Extrait de page
————————
CONNASSE, PRINCESSE DES CŒURS – 13,5/20

Réalisé par Eloïse Lang, Noémie SaglioConnasse, Princesse des coeurs
Avec Camille Cottin

Synopsis : Camilla, 30 ans, Connasse née, se rend compte qu’elle n’a pas la vie qu’elle mérite et décide que le seul destin à sa hauteur est celui d’une altesse royale.

Avis : Si le pari de Connasse, Princesse des cœurs est réussi, c’est qu’il parvient à séduire au-delà des fans de la vignette humoristique de Canal. Même sans avoir jamais été totalement emballé par le programme court (trop provoc gratuite, parfois même un peu lâche dans le choix des proies et la gestion du danger, tendance à la facilité), le film en lui-même force le respect. Le passage sur grand écran conserve en effet ce qui faisait la force des pastilles TV en les intégrant dans une histoire bien écrite, au fil conducteur original, parcourue par de vrais personnages. Connasse n’est pas une succession de sketchs en caméra caché, mais un vrai long-métrage qui s’appuie sur le procédé pour construire sa narration. Le mérite en revient d’ailleurs aux réalisatrices, qui ont l’excellente idée d’utiliser également des caméras cachées pour des scènes de flash-back ou de rêves, comme dans une comédie classique. Contre toute attente cette mise en scène, associée au fait que l’action se passe en Angleterre, terrain de jeu vierge et plein de promesses pour notre Connasse, donne à Princesse des cœurs une amplitude que n’avait pas le programme court et confère une légitimité au projet. Car Connasse conserve bien heureusement toute son irrévérence et son humour couillu et malpoli, incarné magistralement par Camille Cottin, qui semble avoir gagné en assurance depuis ses passages sur Canal. Plus posée, plus directe, plus concises, ses saillies sont d’autant plus drôles et imparables qu’elle les assène avec un aplomb redoutable. Cette fille est décidément une bien étonnante actrice. On aime beaucoup.
————————
Données fournies

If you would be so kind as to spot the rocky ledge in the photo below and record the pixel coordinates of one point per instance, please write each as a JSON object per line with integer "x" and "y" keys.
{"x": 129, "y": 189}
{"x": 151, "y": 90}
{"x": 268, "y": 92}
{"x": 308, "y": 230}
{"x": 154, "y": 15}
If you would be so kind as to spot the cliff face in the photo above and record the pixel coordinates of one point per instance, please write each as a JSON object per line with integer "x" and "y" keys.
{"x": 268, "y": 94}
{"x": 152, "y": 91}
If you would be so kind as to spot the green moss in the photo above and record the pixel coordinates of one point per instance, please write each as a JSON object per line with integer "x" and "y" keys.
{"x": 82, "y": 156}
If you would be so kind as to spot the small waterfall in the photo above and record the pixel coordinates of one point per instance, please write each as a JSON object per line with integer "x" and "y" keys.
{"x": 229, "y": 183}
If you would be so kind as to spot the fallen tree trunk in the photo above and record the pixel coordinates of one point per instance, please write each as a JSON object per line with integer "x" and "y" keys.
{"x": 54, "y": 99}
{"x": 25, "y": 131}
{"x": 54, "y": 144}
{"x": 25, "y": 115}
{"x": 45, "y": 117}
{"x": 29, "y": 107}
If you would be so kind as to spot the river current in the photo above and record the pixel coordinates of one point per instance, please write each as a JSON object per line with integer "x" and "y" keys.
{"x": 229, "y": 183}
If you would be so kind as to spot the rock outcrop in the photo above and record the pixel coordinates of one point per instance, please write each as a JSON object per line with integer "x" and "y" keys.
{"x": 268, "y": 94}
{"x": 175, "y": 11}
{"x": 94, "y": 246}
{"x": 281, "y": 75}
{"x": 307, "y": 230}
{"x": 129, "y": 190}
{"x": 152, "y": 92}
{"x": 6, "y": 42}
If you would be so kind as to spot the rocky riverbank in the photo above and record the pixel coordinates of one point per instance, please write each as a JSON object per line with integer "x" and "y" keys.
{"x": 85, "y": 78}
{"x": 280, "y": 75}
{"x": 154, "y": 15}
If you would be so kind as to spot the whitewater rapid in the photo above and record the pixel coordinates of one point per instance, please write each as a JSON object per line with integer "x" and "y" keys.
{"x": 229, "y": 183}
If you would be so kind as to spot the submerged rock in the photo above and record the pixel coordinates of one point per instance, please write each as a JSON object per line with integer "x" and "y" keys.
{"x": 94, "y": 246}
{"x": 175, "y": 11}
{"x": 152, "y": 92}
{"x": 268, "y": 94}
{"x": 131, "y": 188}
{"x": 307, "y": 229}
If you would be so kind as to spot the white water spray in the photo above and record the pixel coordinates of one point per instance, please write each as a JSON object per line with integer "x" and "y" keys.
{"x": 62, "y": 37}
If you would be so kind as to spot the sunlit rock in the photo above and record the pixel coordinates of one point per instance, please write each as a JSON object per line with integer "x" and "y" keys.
————————
Marche à suivre
Extrayez de la critique du film, sans rien y changer, le passage qui commence aux mots « Réalisé par Eloïse » et s'arrête après « d’une altesse royale. ».

Corrigé
Réalisé par Eloïse Lang, Noémie SaglioConnasse, Princesse des coeurs
Avec Camille Cottin

Synopsis : Camilla, 30 ans, Connasse née, se rend compte qu’elle n’a pas la vie qu’elle mérite et décide que le seul destin à sa hauteur est celui d’une altesse royale.